Do this. Set out the lines below as a Markdown table with two columns: Row for the row number and Line for the line itself. Leave out any blank lines.

Data extract.
----

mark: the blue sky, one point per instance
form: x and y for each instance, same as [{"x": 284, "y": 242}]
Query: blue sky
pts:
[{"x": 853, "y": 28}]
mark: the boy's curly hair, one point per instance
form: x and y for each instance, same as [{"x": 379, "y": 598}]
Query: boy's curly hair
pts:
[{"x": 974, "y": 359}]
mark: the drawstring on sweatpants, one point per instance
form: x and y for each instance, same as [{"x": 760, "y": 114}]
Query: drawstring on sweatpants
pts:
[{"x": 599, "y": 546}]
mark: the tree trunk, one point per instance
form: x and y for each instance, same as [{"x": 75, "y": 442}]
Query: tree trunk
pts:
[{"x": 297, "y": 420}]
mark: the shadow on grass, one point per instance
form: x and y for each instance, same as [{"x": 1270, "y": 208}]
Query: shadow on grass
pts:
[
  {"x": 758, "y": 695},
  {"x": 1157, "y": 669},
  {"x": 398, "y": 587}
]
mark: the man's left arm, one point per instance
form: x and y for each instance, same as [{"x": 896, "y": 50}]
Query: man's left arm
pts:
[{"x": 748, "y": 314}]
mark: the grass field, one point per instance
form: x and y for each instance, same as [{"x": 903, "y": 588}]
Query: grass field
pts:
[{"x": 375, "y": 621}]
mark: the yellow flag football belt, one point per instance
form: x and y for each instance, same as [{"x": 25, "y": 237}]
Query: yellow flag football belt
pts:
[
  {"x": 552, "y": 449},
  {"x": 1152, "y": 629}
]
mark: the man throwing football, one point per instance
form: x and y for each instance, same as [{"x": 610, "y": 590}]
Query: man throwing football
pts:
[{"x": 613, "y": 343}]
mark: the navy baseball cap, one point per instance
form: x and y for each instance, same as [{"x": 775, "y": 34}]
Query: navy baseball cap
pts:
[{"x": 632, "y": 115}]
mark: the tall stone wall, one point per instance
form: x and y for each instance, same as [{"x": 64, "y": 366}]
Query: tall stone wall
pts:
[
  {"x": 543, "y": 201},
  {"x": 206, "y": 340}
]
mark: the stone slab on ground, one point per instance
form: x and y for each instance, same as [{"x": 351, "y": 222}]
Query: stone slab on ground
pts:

----

Written solution.
| Row | Line |
|---|---|
| 1 | mark: the blue sky, one point per instance |
| 2 | form: x and y for each instance, same as [{"x": 284, "y": 242}] |
| 3 | Query: blue sky |
| 4 | pts: |
| 5 | [{"x": 853, "y": 28}] |
| 6 | mark: the boy's curly hair, one point per instance |
| 7 | form: x and y for each instance, same as [{"x": 379, "y": 598}] |
| 8 | Query: boy's curly hair |
| 9 | pts: |
| 10 | [{"x": 974, "y": 359}] |
| 11 | mark: the drawstring on sweatpants, one point per instance |
| 12 | form: x and y for each instance, same as [{"x": 760, "y": 114}] |
| 13 | Query: drawstring on sweatpants |
| 14 | pts: |
| 15 | [{"x": 599, "y": 546}] |
| 16 | mark: the tree trunk, one point per instance |
| 17 | form: x and y for each instance, same as [{"x": 75, "y": 442}] |
| 18 | Query: tree trunk |
| 19 | pts: |
| 20 | [{"x": 297, "y": 420}] |
| 21 | mark: the shadow on grass, one point per instance |
| 22 | form: x and y for each instance, same as [{"x": 1270, "y": 208}] |
| 23 | Query: shadow on grass |
| 24 | pts: |
| 25 | [ |
| 26 |   {"x": 758, "y": 695}, |
| 27 |   {"x": 1157, "y": 669}, |
| 28 |   {"x": 398, "y": 587} |
| 29 | ] |
| 30 | mark: the man's left arm, one point per instance |
| 31 | form: x and y for each instance, same as [{"x": 896, "y": 50}] |
| 32 | Query: man's left arm |
| 33 | pts: |
| 34 | [{"x": 748, "y": 314}] |
| 35 | mark: the grass field, one point per instance |
| 36 | form: x and y for each instance, same as [{"x": 903, "y": 588}] |
| 37 | Query: grass field |
| 38 | pts: |
| 39 | [{"x": 375, "y": 621}] |
| 40 | mark: the yellow flag football belt, one point per instance |
| 41 | form: x and y for each instance, same as [{"x": 25, "y": 237}] |
| 42 | Query: yellow flag football belt |
| 43 | pts: |
| 44 | [ |
| 45 |   {"x": 552, "y": 449}, |
| 46 |   {"x": 1152, "y": 629} |
| 47 | ] |
| 48 | mark: the man throwing football, one point per instance |
| 49 | form: x and y for each instance, same as [{"x": 610, "y": 590}] |
| 50 | Query: man throwing football |
| 51 | pts: |
| 52 | [{"x": 613, "y": 343}] |
| 53 | mark: the navy baseball cap, one point per instance |
| 54 | form: x and y for each instance, same as [{"x": 775, "y": 34}] |
| 55 | Query: navy baseball cap |
| 56 | pts: |
| 57 | [{"x": 632, "y": 115}] |
| 58 | mark: the tall stone wall, one point per instance |
| 59 | form: x and y for each instance, same as [{"x": 64, "y": 366}] |
| 60 | Query: tall stone wall |
| 61 | pts: |
| 62 | [ |
| 63 |   {"x": 543, "y": 201}, |
| 64 |   {"x": 206, "y": 340} |
| 65 | ] |
| 66 | mark: the stone slab on ground, one point per instance |
| 67 | form: x and y for each instance, same as [{"x": 351, "y": 222}] |
| 68 | Query: stone slab on ground |
| 69 | pts: |